──────── Texte fourni ────────
La mention « photographie retouchée » est entrée en vigueur le 1er octobre 2017. Elle sera obligatoire sur toute photo de corps humain retouchée.
Quelles sont les conditions et le périmètre d’application de la mention « publicité retouchée » telle que rendue obligatoire par la loi 2016-41 du 26 janvier 2016, dans les conditions précisées par le décret d’application 2017-738 du 4 mai 2017 ? Quelles peuvent être les sanctions si les annonceurs ne respectent pas cette nouvelle législation ?
Réponses avec nos interviewées, Gaëlle Bloret-Pucci, Avocat associé, BCTG Avocats AARPI et Georgina van der Heijden, Avocat, BCTG Avocats AARPI.
Qu’entend le législateur par « photographie retouchée » ?
L’article 19 de la loi n°2016-41 du 26 janvier 2016 de modernisation de notre système de santé, dont l’objectif est de combattre les troubles alimentaires tels que l’anorexie, a inséré un nouvel article L.2133-2 au Code de la Santé publique obligeant désormais les annonceurs à faire figurer la mention « photographie retouchée » sur toute photographie à usage commercial de mannequins « dont l’apparence corporelle a été modifiée par un logiciel de traitement d’image afin d’affiner ou d’épaissir la silhouette du mannequin ».
────────
Consigne a: D'après le texte fourni, pourquoi l'article 19 de la loi n°2016-41 du 26 janvier 2016 oblige-t-il les annonceurs à faire figurer la mention « photographie retouchée » ? Répondez en une à trois phrases.
──────── Données de l'exercice ────────
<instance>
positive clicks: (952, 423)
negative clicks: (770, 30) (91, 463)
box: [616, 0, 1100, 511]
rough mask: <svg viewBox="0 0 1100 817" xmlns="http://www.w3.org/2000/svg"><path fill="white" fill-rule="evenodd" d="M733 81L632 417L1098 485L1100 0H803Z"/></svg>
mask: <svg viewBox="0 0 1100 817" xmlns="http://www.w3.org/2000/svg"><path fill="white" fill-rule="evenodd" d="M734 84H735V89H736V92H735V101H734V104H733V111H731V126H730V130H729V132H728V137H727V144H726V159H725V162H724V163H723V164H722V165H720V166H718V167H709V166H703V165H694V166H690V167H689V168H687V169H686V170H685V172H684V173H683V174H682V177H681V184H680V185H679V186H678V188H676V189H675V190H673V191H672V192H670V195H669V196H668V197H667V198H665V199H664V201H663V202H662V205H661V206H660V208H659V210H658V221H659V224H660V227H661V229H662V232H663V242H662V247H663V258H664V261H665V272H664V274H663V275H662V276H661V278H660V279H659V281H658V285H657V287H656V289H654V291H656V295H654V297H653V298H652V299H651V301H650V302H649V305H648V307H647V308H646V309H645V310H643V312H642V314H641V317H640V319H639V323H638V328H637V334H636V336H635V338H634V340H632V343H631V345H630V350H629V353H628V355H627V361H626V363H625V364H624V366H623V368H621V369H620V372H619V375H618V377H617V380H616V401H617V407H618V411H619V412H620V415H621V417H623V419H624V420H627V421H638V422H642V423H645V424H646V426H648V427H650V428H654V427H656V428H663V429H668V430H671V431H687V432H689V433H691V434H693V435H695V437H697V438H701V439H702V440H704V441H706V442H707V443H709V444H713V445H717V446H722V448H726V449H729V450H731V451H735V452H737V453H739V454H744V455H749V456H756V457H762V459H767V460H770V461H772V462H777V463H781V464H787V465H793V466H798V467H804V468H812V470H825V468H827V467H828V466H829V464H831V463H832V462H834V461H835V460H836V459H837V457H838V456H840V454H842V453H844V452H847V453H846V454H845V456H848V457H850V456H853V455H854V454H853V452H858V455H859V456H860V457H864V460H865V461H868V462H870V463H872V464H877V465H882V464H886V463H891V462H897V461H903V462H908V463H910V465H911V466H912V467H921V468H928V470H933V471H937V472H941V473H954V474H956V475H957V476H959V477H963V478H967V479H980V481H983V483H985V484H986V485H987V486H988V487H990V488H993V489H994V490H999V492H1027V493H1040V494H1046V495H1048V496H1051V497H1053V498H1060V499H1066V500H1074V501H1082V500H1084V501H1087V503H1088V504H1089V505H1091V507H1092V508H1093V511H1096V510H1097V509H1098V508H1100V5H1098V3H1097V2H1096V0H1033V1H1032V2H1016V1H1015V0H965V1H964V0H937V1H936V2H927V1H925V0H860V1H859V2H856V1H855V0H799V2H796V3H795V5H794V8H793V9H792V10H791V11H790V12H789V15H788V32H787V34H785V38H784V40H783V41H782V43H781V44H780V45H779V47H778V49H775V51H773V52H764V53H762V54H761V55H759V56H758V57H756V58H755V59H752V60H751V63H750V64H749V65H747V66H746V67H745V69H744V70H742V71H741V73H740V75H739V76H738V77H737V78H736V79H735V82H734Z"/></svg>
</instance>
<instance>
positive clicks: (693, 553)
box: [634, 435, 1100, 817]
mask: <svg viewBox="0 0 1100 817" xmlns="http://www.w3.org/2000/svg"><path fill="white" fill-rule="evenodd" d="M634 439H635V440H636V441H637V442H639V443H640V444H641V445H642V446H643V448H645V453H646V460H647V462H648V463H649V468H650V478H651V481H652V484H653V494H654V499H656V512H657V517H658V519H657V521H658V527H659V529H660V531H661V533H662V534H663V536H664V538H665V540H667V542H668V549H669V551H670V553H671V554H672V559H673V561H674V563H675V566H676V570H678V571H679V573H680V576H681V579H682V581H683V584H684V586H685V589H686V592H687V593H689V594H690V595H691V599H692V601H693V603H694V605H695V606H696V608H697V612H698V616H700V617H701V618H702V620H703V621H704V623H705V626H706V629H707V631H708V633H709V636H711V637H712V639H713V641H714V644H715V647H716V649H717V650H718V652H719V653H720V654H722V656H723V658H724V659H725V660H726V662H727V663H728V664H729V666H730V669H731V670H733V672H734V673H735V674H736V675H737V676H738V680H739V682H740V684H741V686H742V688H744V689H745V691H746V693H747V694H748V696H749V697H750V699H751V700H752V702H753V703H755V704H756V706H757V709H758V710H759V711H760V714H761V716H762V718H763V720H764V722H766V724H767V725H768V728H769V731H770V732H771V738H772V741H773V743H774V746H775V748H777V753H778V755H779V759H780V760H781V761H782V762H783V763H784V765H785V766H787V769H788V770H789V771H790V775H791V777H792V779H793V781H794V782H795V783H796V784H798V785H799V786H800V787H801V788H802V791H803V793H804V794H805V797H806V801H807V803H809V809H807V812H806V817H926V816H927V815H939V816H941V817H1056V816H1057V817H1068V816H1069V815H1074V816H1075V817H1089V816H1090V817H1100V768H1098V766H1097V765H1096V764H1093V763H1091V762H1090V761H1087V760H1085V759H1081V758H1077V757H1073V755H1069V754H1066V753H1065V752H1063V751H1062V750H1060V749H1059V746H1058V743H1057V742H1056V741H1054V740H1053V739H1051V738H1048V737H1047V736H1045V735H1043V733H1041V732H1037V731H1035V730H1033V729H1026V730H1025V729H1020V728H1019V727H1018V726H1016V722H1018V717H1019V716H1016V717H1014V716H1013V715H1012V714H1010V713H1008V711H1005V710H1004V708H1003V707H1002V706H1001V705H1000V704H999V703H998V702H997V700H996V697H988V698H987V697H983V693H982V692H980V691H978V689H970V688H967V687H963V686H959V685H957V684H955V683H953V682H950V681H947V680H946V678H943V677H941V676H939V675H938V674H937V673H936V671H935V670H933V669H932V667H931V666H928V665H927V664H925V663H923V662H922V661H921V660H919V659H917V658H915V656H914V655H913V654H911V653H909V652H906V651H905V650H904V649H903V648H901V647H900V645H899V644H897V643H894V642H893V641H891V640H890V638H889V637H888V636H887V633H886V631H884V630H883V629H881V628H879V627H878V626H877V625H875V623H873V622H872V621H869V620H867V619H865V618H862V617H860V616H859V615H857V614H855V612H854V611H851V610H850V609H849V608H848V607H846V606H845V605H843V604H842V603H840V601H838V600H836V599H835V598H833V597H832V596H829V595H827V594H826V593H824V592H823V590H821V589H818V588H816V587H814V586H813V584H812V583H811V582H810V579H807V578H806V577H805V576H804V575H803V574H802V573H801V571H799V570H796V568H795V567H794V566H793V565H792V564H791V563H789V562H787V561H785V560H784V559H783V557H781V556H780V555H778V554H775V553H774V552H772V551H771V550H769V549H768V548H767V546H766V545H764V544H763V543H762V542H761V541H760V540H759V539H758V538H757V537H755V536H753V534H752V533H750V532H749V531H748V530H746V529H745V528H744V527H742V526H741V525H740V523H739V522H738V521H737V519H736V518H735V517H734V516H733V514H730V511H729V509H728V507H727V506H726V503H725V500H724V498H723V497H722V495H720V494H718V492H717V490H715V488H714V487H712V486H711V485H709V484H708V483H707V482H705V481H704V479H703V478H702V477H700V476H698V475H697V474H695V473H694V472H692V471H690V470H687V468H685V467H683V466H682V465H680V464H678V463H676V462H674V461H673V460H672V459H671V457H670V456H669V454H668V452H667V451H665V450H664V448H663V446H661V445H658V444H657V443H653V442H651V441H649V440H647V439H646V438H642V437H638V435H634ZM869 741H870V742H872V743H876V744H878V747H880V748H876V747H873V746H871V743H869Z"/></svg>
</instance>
────────
Consigne b: Recopiez à l'identique la partie des lignes qui va du début des lignes jusqu'à la ligne contenant « rough mask: <svg », cette dernière comprise.

Réponse a: Selon le texte, cette obligation vise à combattre les troubles alimentaires tels que l'anorexie. Pour cela, l'article 19 a inséré un nouvel article L.2133-2 au Code de la Santé publique. Cet article impose la mention sur toute photographie à usage commercial de mannequins dont la silhouette a été affinée ou épaissie par un logiciel de traitement d'image.

Réponse b:
<instance>
positive clicks: (952, 423)
negative clicks: (770, 30) (91, 463)
box: [616, 0, 1100, 511]
rough mask: <svg viewBox="0 0 1100 817" xmlns="http://www.w3.org/2000/svg"><path fill="white" fill-rule="evenodd" d="M733 81L632 417L1098 485L1100 0H803Z"/></svg>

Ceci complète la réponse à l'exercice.